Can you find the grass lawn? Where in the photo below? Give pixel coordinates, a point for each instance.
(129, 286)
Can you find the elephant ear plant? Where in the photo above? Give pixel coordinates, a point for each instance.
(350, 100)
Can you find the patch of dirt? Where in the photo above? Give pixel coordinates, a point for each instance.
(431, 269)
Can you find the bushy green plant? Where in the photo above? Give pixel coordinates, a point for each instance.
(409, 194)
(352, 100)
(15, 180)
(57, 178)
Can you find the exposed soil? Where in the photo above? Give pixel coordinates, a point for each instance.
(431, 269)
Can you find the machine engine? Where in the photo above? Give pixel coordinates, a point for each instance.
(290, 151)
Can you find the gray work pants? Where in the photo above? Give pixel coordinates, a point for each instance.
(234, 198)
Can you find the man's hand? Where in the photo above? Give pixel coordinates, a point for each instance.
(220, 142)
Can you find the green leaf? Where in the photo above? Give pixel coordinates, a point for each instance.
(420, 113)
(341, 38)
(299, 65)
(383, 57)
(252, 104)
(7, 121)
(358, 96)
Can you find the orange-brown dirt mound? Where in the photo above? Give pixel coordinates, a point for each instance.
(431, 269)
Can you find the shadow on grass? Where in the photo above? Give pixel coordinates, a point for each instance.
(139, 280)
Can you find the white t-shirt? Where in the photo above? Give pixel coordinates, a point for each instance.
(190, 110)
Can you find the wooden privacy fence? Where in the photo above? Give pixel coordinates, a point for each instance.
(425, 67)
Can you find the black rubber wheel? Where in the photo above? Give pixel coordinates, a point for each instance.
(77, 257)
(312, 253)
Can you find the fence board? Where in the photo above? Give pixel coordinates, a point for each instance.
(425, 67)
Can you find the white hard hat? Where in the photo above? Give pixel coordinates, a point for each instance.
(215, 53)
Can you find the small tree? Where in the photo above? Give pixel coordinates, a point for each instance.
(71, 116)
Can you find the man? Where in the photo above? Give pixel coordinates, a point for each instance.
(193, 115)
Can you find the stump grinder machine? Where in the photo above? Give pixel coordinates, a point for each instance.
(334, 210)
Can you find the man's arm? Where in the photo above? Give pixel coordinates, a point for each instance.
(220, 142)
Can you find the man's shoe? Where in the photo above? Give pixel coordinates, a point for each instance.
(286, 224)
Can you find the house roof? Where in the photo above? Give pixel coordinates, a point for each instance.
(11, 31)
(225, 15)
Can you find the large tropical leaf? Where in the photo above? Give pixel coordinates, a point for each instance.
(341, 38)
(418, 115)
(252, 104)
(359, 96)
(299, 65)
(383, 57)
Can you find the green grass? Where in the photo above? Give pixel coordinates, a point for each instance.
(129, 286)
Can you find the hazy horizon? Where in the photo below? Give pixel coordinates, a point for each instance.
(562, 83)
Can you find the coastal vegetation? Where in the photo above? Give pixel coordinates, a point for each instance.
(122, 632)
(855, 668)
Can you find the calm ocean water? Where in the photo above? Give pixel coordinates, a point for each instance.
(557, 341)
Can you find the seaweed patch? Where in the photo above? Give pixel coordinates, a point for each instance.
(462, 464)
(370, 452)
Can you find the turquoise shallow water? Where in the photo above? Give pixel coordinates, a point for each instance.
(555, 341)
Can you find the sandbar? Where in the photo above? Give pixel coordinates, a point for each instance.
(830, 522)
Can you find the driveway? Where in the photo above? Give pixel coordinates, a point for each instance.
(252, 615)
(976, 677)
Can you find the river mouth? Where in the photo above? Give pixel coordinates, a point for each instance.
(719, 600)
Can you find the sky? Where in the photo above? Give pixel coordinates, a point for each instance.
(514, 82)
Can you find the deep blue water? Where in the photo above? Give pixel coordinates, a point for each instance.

PROBLEM TO WORK ON => Restate all of the entries above precisely.

TASK RESULT =>
Can you find the grass lawn? Where in the photo below? Give pixel coordinates, a point for each instance.
(129, 286)
Can you find the elephant ear plant? Where in the photo above? Give pixel coordinates, a point for each instance.
(350, 100)
Can you find the patch of dirt? Where in the photo above? Give pixel coordinates, a point for each instance.
(431, 269)
Can you find the bushy green plant? Where in the photo above? Give pixel coordinates, a point for each instance.
(409, 194)
(352, 100)
(15, 180)
(57, 178)
Can you find the exposed soil? Where in the photo above? Give pixel coordinates, a point for each instance.
(431, 269)
Can you find the machine engine? Where in the photo above? Give pixel coordinates, a point for each instance.
(290, 151)
Can you find the gray work pants? Where in the photo above? Give pixel coordinates, a point for each instance.
(234, 198)
Can you find the man's hand? Where in the photo above? Give pixel coordinates, a point for each instance.
(220, 142)
Can you find the green leaf? Where in the photo above? Give pixel coordinates, a point for each instance.
(420, 113)
(341, 38)
(299, 65)
(383, 57)
(252, 104)
(7, 121)
(358, 96)
Can you find the orange-brown dirt mound? Where in the photo above? Give pixel coordinates, a point for each instance.
(431, 269)
Can you find the shadow on grass? Where in the photo above? Give pixel coordinates, a point for each instance.
(139, 280)
Can you find the white t-shirt? Where in the photo above? Give pixel coordinates, a point for each instance.
(190, 110)
Can you find the wooden privacy fence? Where in the photo above? Give pixel coordinates, a point for each instance.
(425, 67)
Can you find the black rubber wheel? Where in the photo above? Give pixel coordinates, a point for each instance.
(77, 257)
(312, 253)
Can you find the fence board? Where in the photo above? Give pixel coordinates, a point for each instance.
(425, 67)
Can you find the white hard hat? Where in the photo above? Give pixel coordinates, a point for each instance.
(215, 53)
Can you find the small tree? Where in the photo above? Give pixel coordinates, a point for each instance.
(71, 116)
Can you find the man? Where in the photo above? Give pixel coordinates, a point for each instance.
(193, 115)
Can you find the stump grinder machine? Where in the photo above? Give pixel coordinates, a point for each instance.
(334, 210)
Can you find the man's arm? Where in the photo above? Give pixel coordinates, a point for each instance.
(220, 142)
Can you find the man's shoe? Where in the photo above? Give pixel coordinates, a point for each instance.
(286, 224)
Can you find the house roof? Where in the photo above? Give pixel coordinates, a point for each instance.
(11, 31)
(225, 15)
Can you find the large tropical leaf? Where in the photo above? Give pixel coordinates, a point for each instance.
(341, 38)
(418, 115)
(252, 104)
(359, 96)
(299, 65)
(383, 57)
Can you find the green grass? Where in the photo above? Give pixel coordinates, a point for each instance.
(129, 286)
Can you find the hazy horizon? Where in the photo below? Give pixel coordinates, a point for each instance.
(562, 83)
Can you find the coastal vegetation? Where in the photo above? Give pixel coordinates, a point for each instance.
(122, 632)
(855, 668)
Can you find the calm ocean water? Where in the photo above? Give pixel coordinates, a point for each instance.
(557, 341)
Can you find the seaweed patch? Where in the photo above? Give pixel coordinates, a point for each instance.
(462, 464)
(370, 452)
Can you find the turquoise shallow water? Where in the photo above? Give pixel coordinates, a point for each instance.
(555, 341)
Can you find the sandbar? Where in the photo above? Give pixel coordinates, a point for each instance.
(830, 522)
Can you find the driveway? Where in the photo above? Give pixel coordinates, a point for each instance.
(252, 615)
(976, 677)
Can you find the river mouth? Where in the photo above? Give pixel coordinates, a point for each instance.
(719, 600)
Can you find the sky? Where in the photo above? Give pixel coordinates, a point for each instance.
(514, 82)
Can you find the deep blue water? Where in the photo above? Give pixel coordinates, a point for each instance.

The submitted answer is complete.